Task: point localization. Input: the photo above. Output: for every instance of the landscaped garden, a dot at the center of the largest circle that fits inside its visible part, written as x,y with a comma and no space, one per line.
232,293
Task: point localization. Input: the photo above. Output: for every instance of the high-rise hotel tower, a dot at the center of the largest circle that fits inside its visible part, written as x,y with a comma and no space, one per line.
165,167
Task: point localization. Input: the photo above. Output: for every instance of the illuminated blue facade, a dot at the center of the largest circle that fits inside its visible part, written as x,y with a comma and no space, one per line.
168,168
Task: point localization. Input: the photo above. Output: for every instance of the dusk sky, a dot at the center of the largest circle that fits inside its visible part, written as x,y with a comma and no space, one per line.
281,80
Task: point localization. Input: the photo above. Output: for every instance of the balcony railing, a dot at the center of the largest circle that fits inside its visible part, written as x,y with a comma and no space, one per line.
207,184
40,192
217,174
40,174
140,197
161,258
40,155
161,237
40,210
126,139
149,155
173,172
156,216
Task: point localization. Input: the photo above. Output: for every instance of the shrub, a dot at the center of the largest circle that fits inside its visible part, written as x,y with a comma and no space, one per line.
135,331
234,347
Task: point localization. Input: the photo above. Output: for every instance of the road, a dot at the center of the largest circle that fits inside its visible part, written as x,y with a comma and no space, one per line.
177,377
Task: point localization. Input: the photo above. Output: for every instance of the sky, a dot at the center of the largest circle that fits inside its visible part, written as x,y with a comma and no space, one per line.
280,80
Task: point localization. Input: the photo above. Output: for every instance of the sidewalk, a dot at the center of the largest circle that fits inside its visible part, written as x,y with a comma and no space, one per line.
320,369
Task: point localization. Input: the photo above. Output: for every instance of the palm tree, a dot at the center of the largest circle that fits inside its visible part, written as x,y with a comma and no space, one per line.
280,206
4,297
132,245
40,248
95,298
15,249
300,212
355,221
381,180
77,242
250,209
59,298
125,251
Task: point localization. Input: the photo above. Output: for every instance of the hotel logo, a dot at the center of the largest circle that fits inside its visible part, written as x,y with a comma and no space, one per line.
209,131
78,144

——

■ AIM OF THE EXERCISE: Quote only the lines from the one containing "the shrub, a" through the final line of the records, with both ends included.

■ OUTPUT:
Task: point localization. Input: the photo above. Output: for every instance of the shrub, a dot at the center of the largest circle that fits inside its visible part, written as x,y with a comma and no space, one per line.
135,331
234,347
Task: point localization. Input: the photo above. Output: for every instance of the road, a dot at the center of the largest circle that fits inside its visible part, written as x,y with a comma and no space, one per line.
177,377
Task: point localization. Input: the photo above. Output: for every instance of the sky, a dot at the center of the largest circle that fits inside its visible part, written as x,y with a comma and no space, one per line.
280,80
Task: point localization. Input: the photo above. Output: for every instance of the sidewalk, a dot at the center of the largest circle that fits inside its visible part, written as x,y with a comma and no space, one per line.
320,369
Task: point localization. Input: the photo above. Output: for every instance of the palm tree, a dot at the center of the largest circle that fits inside its visible part, written as x,y with a comma and no space, one per line.
280,206
4,297
132,245
40,248
95,298
15,249
300,212
355,221
381,180
77,242
250,209
59,298
125,251
Task: point localization. Input: the photo above. Output: for every instance of the hotel logo, a dot at the center of the largest circle that fits inside its visible part, written as x,y with a comma and no space, one per line.
209,131
78,144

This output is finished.